“I Had Seen So Many Doctors. What Was Going to Be Different?”
Tiffany Mueller used to call them her “gas station episodes.”
She’d stare at a common object and draw a blank. Holding a book,
she’d ask her mother or fiancé, “What is this called?
Is it a…” and every single time, she’d finish the sentence
with “gas station?”
“That was just the word that would always come to my mind, ‘gas
station,’” she said. “They’d look at me in total
terror.”
An otherwise healthy 25-year-old in her final year at California State
University, Fullerton, Tiffany consulted doctors who diagnosed her with
anxiety and depression. Her memory loss started to affect her final year
of college so severely that she considered dropping out. But she earned
her BA in business marketing, and in 2006, she married Ryan Mueller, a
reserve firefighter.
“One night I woke up to a room full of firefighters,” she said.
“The firefighters knew my husband and they all said, ‘Ryan,
what are you doing here?’ He said, ‘This is my house, and
my wife just had a seizure.’”
Tiffany’s immediate thought was, “I don’t have seizures.”
Tiffany was taken to the emergency room where she learned that her “gas
station episodes” had been focal seizures. She didn’t have
depression. She had epilepsy.
That night set her on a frustrating 11-year journey. She saw a half-dozen
neurologists who weren’t able to identify the problem. They prescribed
medication after medication, but nothing really helped.
“My gas station episodes continued and progressed to becoming complex
partial seizures,” she said. “I got to a point in my life
where I’d have one or two seizures a day – upward of 12 to
15.”

=======

▶ **Required action**
In the account of Tiffany Mueller, what degree did she earn?

[Point-per-instance localization data]
=======

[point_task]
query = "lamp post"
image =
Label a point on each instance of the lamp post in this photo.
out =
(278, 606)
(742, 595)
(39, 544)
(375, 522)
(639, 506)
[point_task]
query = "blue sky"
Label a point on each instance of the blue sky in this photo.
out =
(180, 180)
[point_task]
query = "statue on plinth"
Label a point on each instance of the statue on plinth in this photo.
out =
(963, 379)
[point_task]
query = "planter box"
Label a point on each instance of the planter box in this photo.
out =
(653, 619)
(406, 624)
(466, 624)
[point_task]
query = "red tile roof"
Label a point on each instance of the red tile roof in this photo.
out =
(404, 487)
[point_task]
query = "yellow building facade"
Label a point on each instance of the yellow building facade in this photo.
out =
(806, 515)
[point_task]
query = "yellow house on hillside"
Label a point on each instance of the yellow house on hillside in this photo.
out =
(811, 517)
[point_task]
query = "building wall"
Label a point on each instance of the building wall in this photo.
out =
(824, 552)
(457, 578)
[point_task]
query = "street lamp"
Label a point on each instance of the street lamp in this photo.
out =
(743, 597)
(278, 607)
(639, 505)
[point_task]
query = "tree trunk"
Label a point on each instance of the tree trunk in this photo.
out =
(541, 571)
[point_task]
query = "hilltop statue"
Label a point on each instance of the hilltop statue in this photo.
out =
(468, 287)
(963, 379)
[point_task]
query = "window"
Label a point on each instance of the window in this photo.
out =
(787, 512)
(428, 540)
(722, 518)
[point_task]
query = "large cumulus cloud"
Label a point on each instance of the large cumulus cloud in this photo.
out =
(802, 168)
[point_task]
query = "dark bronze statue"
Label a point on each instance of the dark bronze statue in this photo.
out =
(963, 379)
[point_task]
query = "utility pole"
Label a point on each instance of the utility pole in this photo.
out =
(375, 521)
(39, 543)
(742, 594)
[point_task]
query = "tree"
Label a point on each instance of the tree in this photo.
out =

=======

▶ **Solution below**
A BA in business marketing.